**TEXT PROVIDED**

•••••

How severe does this issue affect your experience of using Ray?
- Medium: It contributes to significant difficulty to complete my task, but I can work around it.
Hi,
I’m starting workers for a Ray Cluster via python subprocess to be able to control the worker via Python. This way I can start and stop the worker in a constantly running python service
process = subprocess.Popen(f"cmd.exe /K ray start --address={RAY_HEAD_ADDRESS} --node-ip-address={WORKER_IP}",
env=env,
cwd=working_directory, stdin=subprocess.PIPE, stdout=subprocess.PIPE,
stderr=subprocess.PIPE)

•••••

**INFORMATION PROVIDED**
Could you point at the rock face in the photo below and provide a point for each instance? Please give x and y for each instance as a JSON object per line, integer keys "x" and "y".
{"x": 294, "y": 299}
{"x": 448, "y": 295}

•••••

**REQUEST A**
Reproduce the passage from the Ray Cluster thread starting with "How severe does" and going on through "stderr=subprocess.PIPE)".
**REQUEST B**
In the Ray Cluster thread, what does the poster say launching workers through a Python subprocess lets them do?
**REQUEST C**
Extend the Ray Cluster thread, picking up right after its last line.

**ANSWER A**
How severe does this issue affect your experience of using Ray?
- Medium: It contributes to significant difficulty to complete my task, but I can work around it.
Hi,
I’m starting workers for a Ray Cluster via python subprocess to be able to control the worker via Python. This way I can start and stop the worker in a constantly running python service
process = subprocess.Popen(f"cmd.exe /K ray start --address={RAY_HEAD_ADDRESS} --node-ip-address={WORKER_IP}",
env=env,
cwd=working_directory, stdin=subprocess.PIPE, stdout=subprocess.PIPE,
stderr=subprocess.PIPE)

**ANSWER B**
It lets them start and stop the worker in a constantly running Python service.

**ANSWER C**
The worker connects to the cluster but when I start deploying stuff I get an error when Ray tries to deploy something to that worker:
(raylet, ip=10.14.82.48) [2023-06-30 11:34:31,103 E 18216 16928] (raylet.exe) worker_pool.cc:544: Some workers of the worker process(18504) have not registered within the timeout. The process is still alive, probably it’s hanging during start.
It works when I start the worker from cmd line with the same command.
Does the python subprocess somehow interfer with Raylet because the cmd prompt is a child process of python?
Do you have a better solution to start and control the worker from python?
I appreciate any help!